• **Objective**: Copy every row below word for word, omitting the picture.

• **Given records**:
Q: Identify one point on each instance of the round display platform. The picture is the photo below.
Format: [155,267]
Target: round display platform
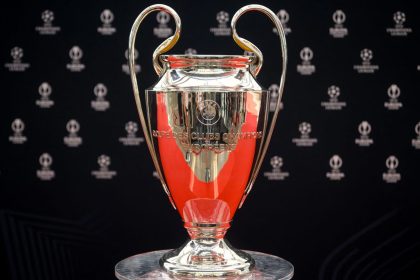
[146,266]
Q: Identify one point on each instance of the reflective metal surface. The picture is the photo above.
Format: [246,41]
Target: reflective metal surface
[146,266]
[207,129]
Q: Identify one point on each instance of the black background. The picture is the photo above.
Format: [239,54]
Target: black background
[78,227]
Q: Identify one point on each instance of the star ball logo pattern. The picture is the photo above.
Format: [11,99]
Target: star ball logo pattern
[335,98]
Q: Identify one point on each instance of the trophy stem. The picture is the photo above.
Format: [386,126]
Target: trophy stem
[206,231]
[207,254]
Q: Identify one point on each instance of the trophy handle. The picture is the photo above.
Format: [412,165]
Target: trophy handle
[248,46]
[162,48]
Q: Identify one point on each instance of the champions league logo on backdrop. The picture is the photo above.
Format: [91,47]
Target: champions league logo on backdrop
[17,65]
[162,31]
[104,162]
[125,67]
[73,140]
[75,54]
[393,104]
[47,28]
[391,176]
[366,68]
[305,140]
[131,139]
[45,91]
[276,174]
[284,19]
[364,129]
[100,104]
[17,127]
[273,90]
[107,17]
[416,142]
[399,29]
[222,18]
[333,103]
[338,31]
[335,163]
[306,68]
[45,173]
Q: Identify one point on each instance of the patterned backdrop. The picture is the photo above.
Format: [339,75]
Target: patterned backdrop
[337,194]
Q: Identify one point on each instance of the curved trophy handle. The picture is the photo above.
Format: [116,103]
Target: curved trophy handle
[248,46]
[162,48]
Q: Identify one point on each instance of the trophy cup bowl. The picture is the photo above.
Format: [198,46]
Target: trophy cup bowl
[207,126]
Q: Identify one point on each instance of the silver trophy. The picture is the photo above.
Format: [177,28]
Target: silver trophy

• **Output for this exercise**:
Q: Identify one point on each instance of the round display platform. The picture is the photo below.
Format: [155,267]
Target: round display platform
[146,266]
Q: Identify one point on each instance of the reflective metal surface. The picture is the photo above.
Format: [246,41]
Target: reflective metal surface
[146,266]
[207,129]
Q: Identify one point on each instance of the black background. The picture is the photo above.
Format: [239,54]
Target: black background
[78,227]
Q: Identify one point on each instance of the star ball logo pattern. The picture is the photo above.
Format: [11,99]
Target: star ball logo pattern
[335,98]
Q: Identify one point on each instance of the trophy stem. The picture is the photo above.
Format: [386,126]
Target: trophy stem
[206,231]
[207,254]
Q: Identify one point on each instance of the trophy handle. The picture is the photo above.
Format: [412,165]
Target: trophy handle
[248,46]
[162,48]
Q: Identify one point on each instance of the champions league logo on backdrop. The picture is the photo above.
Format: [91,47]
Target: champions league logo on backdrop
[17,65]
[162,31]
[104,162]
[125,67]
[73,140]
[75,54]
[393,104]
[47,28]
[391,176]
[366,68]
[305,140]
[131,139]
[45,91]
[276,174]
[284,19]
[364,129]
[100,104]
[17,127]
[273,90]
[107,17]
[416,142]
[399,29]
[222,18]
[333,103]
[338,31]
[335,163]
[306,68]
[45,173]
Q: Identify one point on each instance of the patterned backdrop. The picture is the photo above.
Format: [339,75]
Target: patterned backdrop
[337,194]
Q: Identify one point on each instance of the curved trophy handle. The picture is the photo above.
Format: [116,103]
Target: curved trophy handle
[248,46]
[162,48]
Q: Identify one point on each instance of the trophy cup bowl. The picture is the photo above.
Format: [198,46]
Target: trophy cup bowl
[207,126]
Q: Identify one point on each instance of the silver trophy. The picture is the photo above.
Format: [177,28]
Target: silver trophy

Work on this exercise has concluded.